### Written exercise
Format the data from the line containing "of the <item>river" through the line containing "M0 14L9 19L37" as a Markdown table with the columns "No." and "Line", leaving out blank lines and pictures.

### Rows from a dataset
★ ★ ★ ★ ★
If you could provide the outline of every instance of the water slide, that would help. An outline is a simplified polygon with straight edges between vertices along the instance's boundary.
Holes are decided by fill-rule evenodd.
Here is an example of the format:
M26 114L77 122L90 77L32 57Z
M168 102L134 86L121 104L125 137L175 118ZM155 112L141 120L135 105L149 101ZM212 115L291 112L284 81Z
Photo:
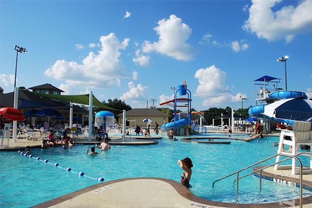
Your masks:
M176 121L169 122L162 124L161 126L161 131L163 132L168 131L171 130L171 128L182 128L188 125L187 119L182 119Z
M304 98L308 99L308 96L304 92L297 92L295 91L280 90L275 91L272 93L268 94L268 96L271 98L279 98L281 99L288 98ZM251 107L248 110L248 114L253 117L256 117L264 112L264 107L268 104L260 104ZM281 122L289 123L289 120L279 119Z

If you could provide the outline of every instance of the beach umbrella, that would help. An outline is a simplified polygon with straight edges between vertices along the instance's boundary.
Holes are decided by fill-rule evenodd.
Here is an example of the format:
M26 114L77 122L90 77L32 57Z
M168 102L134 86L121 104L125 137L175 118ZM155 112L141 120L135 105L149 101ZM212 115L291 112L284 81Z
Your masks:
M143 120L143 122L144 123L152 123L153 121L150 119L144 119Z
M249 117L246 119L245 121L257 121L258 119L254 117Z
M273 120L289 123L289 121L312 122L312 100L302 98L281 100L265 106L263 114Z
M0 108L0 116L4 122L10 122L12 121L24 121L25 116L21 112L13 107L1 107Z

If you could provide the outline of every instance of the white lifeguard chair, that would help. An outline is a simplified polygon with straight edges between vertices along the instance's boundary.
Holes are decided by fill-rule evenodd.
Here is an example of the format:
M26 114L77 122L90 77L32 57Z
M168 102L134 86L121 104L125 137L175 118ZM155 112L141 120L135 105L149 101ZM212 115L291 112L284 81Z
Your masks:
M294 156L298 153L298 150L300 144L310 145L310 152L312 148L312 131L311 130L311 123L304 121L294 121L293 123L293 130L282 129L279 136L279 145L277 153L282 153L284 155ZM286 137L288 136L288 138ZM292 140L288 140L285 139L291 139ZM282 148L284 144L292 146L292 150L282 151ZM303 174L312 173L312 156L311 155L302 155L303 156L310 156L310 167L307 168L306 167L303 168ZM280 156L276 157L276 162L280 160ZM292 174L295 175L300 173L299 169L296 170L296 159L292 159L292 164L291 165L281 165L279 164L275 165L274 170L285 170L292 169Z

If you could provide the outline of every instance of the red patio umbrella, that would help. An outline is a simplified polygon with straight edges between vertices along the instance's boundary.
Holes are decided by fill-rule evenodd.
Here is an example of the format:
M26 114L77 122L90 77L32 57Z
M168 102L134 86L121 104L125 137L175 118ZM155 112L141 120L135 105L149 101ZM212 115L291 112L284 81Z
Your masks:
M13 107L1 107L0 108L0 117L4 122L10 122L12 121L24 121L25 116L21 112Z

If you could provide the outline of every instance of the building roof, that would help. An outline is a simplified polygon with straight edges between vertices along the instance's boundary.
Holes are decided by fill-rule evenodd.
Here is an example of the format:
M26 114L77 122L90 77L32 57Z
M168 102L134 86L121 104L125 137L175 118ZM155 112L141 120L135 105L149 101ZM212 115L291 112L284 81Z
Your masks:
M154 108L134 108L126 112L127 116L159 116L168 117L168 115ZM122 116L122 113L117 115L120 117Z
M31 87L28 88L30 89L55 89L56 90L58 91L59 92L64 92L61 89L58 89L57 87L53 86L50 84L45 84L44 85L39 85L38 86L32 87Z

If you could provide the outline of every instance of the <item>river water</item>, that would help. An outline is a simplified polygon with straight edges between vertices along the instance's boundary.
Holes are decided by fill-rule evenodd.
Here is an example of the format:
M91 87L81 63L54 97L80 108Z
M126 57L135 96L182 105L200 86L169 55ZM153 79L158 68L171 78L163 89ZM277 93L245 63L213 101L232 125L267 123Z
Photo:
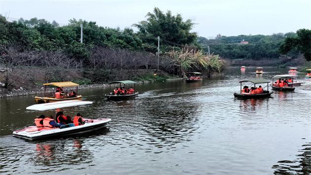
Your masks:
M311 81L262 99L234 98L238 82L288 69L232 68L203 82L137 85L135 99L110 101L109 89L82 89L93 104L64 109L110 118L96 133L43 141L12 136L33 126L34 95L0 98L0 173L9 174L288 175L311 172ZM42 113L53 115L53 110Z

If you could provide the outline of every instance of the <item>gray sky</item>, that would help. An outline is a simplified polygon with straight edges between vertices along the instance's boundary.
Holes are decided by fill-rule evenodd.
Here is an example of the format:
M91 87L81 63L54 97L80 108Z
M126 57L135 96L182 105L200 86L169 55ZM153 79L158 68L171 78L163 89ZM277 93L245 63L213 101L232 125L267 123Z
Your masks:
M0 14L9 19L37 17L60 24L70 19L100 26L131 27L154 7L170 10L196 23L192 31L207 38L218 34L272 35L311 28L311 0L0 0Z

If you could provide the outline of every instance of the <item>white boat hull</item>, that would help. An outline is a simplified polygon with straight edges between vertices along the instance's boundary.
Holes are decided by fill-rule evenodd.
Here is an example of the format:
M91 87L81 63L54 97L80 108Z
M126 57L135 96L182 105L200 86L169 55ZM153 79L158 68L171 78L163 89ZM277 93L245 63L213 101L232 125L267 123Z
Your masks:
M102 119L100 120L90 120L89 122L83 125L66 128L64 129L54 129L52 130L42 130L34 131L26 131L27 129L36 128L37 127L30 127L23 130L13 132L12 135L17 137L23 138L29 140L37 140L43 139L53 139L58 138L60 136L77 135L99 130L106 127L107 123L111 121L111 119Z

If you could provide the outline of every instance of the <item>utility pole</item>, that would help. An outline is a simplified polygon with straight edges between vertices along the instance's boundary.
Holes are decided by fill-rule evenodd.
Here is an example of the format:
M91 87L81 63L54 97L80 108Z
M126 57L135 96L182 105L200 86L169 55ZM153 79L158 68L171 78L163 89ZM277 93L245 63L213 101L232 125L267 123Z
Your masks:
★ ★ ★ ★ ★
### Written reply
| No. | Line |
|---|---|
| 1 | If you could provide the outline of every instance of the <item>river water</item>, that would help. An outline is a simplified polygon with straight edges between vertices along the instance's boundary. |
| 2 | Holes are decided by fill-rule evenodd. |
| 3 | Here is an example of the format: |
| 4 | M91 87L81 63L54 97L80 108Z |
| 5 | M126 57L135 96L182 105L200 86L169 55ZM153 79L158 68L171 78L163 89ZM277 93L245 63L213 101L232 125L267 123Z |
| 6 | Photo: |
| 7 | Your masks: |
| 8 | M311 81L262 99L234 98L238 82L288 69L232 68L203 82L137 85L135 99L110 101L109 89L82 89L93 104L64 109L110 118L96 133L43 141L12 136L33 126L34 95L0 98L0 173L9 174L288 175L311 172ZM42 113L53 115L53 110Z |
| 9 | If you could provide the outline of every instance of the <item>gray sky</item>, that would help. An outline is a simplified polygon with straight edges between vertices along the instance's boundary. |
| 10 | Holes are decided by fill-rule evenodd. |
| 11 | Here is an example of the format: |
| 12 | M91 87L81 63L54 97L80 108Z |
| 13 | M126 57L135 96L182 105L200 86L169 55ZM153 79L158 68L171 78L163 89ZM277 93L245 63L213 101L232 125L267 123Z |
| 14 | Your masks: |
| 15 | M0 14L9 19L37 17L60 24L70 19L100 26L131 27L154 7L170 10L196 23L192 31L207 38L218 34L272 35L311 28L311 0L0 0Z |